[Data excerpts]
====

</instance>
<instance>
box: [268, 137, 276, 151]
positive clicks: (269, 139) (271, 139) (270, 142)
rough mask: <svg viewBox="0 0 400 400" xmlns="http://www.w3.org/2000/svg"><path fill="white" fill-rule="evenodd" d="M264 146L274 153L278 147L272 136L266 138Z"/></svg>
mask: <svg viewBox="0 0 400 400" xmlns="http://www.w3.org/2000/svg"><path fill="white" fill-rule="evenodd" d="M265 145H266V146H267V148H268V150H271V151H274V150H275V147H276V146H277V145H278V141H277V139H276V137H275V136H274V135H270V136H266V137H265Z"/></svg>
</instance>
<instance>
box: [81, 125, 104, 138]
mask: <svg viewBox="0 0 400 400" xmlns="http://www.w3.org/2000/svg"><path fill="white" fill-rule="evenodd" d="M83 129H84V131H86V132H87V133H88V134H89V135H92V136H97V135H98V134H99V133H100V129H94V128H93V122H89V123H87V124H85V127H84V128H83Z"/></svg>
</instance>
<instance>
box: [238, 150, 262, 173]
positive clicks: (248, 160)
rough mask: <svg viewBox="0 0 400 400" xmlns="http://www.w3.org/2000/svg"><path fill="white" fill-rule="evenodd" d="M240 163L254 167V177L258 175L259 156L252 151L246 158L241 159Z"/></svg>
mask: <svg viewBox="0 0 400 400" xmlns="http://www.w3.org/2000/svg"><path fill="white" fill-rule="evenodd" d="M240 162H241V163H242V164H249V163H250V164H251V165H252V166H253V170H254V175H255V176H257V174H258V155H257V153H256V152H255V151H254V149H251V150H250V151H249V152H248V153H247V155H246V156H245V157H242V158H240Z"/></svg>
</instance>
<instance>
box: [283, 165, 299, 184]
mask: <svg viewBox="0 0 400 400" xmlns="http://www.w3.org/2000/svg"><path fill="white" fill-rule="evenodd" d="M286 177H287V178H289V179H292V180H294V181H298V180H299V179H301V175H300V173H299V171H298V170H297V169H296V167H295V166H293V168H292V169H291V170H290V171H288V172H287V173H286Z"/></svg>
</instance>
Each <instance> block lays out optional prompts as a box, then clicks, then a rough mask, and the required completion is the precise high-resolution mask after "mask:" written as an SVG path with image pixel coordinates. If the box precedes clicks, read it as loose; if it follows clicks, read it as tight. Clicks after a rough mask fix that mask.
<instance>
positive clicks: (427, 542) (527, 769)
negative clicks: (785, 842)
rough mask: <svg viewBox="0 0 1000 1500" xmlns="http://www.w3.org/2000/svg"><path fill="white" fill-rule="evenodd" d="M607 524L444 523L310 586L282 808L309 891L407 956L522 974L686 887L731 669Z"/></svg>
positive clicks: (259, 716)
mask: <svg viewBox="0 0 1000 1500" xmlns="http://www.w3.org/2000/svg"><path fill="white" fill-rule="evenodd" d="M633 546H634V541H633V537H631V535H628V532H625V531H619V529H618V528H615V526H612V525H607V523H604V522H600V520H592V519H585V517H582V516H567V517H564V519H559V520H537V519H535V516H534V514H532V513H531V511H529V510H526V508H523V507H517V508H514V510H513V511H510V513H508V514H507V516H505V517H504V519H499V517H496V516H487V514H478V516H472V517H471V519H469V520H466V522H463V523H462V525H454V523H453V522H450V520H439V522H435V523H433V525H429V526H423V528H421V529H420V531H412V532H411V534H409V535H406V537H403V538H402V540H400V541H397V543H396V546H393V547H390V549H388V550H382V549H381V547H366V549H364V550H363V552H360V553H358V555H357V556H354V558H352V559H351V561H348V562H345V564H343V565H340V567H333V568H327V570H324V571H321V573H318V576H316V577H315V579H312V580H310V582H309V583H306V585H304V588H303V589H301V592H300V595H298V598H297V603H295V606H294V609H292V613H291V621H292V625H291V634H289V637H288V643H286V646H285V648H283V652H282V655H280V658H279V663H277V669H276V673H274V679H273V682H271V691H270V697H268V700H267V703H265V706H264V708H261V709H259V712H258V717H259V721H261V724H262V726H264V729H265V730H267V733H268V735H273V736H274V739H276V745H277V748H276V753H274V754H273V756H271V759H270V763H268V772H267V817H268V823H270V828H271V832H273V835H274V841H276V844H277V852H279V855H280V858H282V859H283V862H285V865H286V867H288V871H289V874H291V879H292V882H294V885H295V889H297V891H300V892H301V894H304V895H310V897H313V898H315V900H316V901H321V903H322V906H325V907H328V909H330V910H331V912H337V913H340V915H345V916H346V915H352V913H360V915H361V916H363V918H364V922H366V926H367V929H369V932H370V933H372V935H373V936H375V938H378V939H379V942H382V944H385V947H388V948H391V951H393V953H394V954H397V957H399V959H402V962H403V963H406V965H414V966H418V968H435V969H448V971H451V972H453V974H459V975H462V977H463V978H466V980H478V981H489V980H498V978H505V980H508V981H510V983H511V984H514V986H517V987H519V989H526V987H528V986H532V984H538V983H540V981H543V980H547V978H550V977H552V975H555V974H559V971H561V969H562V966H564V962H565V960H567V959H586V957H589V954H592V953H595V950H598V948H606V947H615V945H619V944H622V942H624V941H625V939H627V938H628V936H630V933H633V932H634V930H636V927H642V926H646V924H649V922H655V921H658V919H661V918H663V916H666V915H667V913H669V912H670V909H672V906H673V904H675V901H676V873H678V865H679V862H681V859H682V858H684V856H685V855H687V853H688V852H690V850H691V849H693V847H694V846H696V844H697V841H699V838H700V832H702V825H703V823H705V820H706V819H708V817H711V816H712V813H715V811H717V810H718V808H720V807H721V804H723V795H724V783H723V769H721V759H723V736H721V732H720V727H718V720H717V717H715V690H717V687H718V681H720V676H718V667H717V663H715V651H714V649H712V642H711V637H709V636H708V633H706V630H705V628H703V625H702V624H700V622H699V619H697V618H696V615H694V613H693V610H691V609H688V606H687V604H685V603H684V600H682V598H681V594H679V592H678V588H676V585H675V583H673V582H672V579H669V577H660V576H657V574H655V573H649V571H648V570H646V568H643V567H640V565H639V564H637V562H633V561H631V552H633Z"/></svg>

====

**TASK INSTRUCTIONS:** Reproduce all of the data above, substituting "coarse mask" for every occurrence of "rough mask" and leaving everything else unchanged.

**WRITTEN SOLUTION:**
</instance>
<instance>
box: [268, 137, 276, 151]
positive clicks: (269, 139) (271, 139) (270, 142)
coarse mask: <svg viewBox="0 0 400 400" xmlns="http://www.w3.org/2000/svg"><path fill="white" fill-rule="evenodd" d="M264 146L274 153L278 147L272 136L266 138Z"/></svg>
mask: <svg viewBox="0 0 400 400" xmlns="http://www.w3.org/2000/svg"><path fill="white" fill-rule="evenodd" d="M265 145H266V146H267V148H268V150H271V151H274V150H275V147H276V146H277V145H278V141H277V139H276V137H275V136H274V135H270V136H266V137H265Z"/></svg>
</instance>
<instance>
box: [81, 125, 104, 138]
mask: <svg viewBox="0 0 400 400" xmlns="http://www.w3.org/2000/svg"><path fill="white" fill-rule="evenodd" d="M83 129H84V131H86V132H87V133H88V134H89V135H92V136H97V135H98V134H99V133H100V129H94V128H93V122H89V123H87V124H85V127H84V128H83Z"/></svg>
</instance>
<instance>
box: [238, 150, 262, 173]
positive clicks: (248, 160)
coarse mask: <svg viewBox="0 0 400 400" xmlns="http://www.w3.org/2000/svg"><path fill="white" fill-rule="evenodd" d="M240 163L254 167V177L258 175L259 156L252 151L246 158L241 159Z"/></svg>
mask: <svg viewBox="0 0 400 400" xmlns="http://www.w3.org/2000/svg"><path fill="white" fill-rule="evenodd" d="M240 162H241V163H242V164H249V163H250V164H251V165H252V166H253V170H254V175H255V176H257V174H258V155H257V153H256V152H255V151H254V149H251V150H250V151H249V152H248V153H247V155H246V156H245V157H242V158H240Z"/></svg>
</instance>
<instance>
box: [283, 165, 299, 184]
mask: <svg viewBox="0 0 400 400" xmlns="http://www.w3.org/2000/svg"><path fill="white" fill-rule="evenodd" d="M286 177H287V178H289V179H292V180H294V181H298V180H299V179H301V175H300V173H299V171H298V170H297V169H296V167H295V166H293V168H292V169H291V170H290V171H288V172H287V173H286Z"/></svg>
</instance>
Each <instance> block lays out optional prompts as a box, then clicks, then a coarse mask, and the required completion is the precise high-resolution mask after "mask:" written as an SVG path with image pixel coordinates. If the box precedes clicks, read it as loose; if it follows clicks, read it as tight. Clicks after a coarse mask fix that mask.
<instance>
positive clicks: (427, 542) (527, 769)
negative clicks: (785, 842)
coarse mask: <svg viewBox="0 0 1000 1500" xmlns="http://www.w3.org/2000/svg"><path fill="white" fill-rule="evenodd" d="M607 524L444 523L310 586L282 808L309 891L407 956L522 974L686 887L731 669Z"/></svg>
positive clicks: (259, 716)
mask: <svg viewBox="0 0 1000 1500" xmlns="http://www.w3.org/2000/svg"><path fill="white" fill-rule="evenodd" d="M633 546H634V541H633V537H631V535H628V532H625V531H619V529H618V528H615V526H612V525H607V523H604V522H600V520H592V519H585V517H582V516H567V517H564V519H559V520H537V519H535V516H534V514H532V513H531V511H529V510H526V508H523V507H517V508H514V510H513V511H510V513H508V514H507V516H505V517H504V519H499V517H496V516H487V514H478V516H472V517H471V519H469V520H466V522H463V523H462V525H454V523H453V522H450V520H439V522H435V523H433V525H429V526H423V528H421V529H420V531H412V532H411V534H409V535H406V537H403V538H402V540H400V541H397V543H396V546H393V547H390V549H388V550H382V549H381V547H366V549H364V550H363V552H360V553H358V555H357V556H354V558H352V559H351V561H348V562H345V564H343V565H340V567H333V568H327V570H324V571H321V573H318V576H316V577H315V579H312V580H310V582H309V583H306V585H304V588H303V589H301V592H300V595H298V598H297V603H295V606H294V609H292V613H291V621H292V625H291V634H289V637H288V643H286V646H285V648H283V652H282V655H280V658H279V663H277V669H276V673H274V679H273V682H271V691H270V697H268V700H267V703H265V706H264V708H261V709H259V712H258V717H259V721H261V724H262V726H264V729H265V730H267V733H268V735H273V736H274V739H276V745H277V748H276V753H274V754H273V756H271V759H270V763H268V772H267V817H268V823H270V828H271V832H273V835H274V841H276V844H277V852H279V855H280V858H282V859H283V862H285V865H286V867H288V871H289V874H291V879H292V882H294V885H295V889H297V891H300V892H301V894H304V895H310V897H313V898H315V900H316V901H321V903H322V906H325V907H328V909H330V910H331V912H337V913H340V915H345V916H346V915H352V913H360V915H361V916H363V918H364V922H366V926H367V929H369V932H370V933H372V935H373V936H375V938H378V939H379V942H382V944H385V947H388V948H391V951H393V953H394V954H397V957H399V959H402V962H403V963H406V965H414V966H418V968H435V969H448V971H451V972H453V974H459V975H462V977H463V978H466V980H478V981H489V980H498V978H505V980H508V981H510V983H511V984H514V986H517V987H519V989H526V987H528V986H532V984H538V983H540V981H543V980H547V978H550V977H552V975H555V974H559V971H561V969H562V966H564V962H565V960H567V959H586V957H589V954H592V953H595V950H598V948H606V947H615V945H619V944H622V942H624V941H625V939H627V938H628V936H630V933H633V932H634V930H636V927H642V926H646V924H649V922H655V921H658V919H661V918H663V916H666V915H667V913H669V912H670V909H672V906H673V904H675V901H676V873H678V865H679V862H681V859H682V858H684V856H685V855H687V853H688V852H690V850H691V849H693V847H694V846H696V844H697V841H699V838H700V832H702V825H703V823H705V820H706V819H708V817H711V816H712V813H715V811H717V810H718V808H720V807H721V804H723V795H724V783H723V769H721V759H723V736H721V732H720V727H718V720H717V717H715V690H717V687H718V681H720V676H718V667H717V663H715V651H714V649H712V642H711V637H709V636H708V633H706V630H705V628H703V625H702V624H700V622H699V619H697V618H696V615H694V613H693V610H691V609H688V606H687V604H685V603H684V600H682V598H681V594H679V592H678V588H676V585H675V583H673V582H672V579H669V577H660V576H657V574H655V573H649V571H648V570H646V568H643V567H640V565H639V564H637V562H633V561H631V552H633Z"/></svg>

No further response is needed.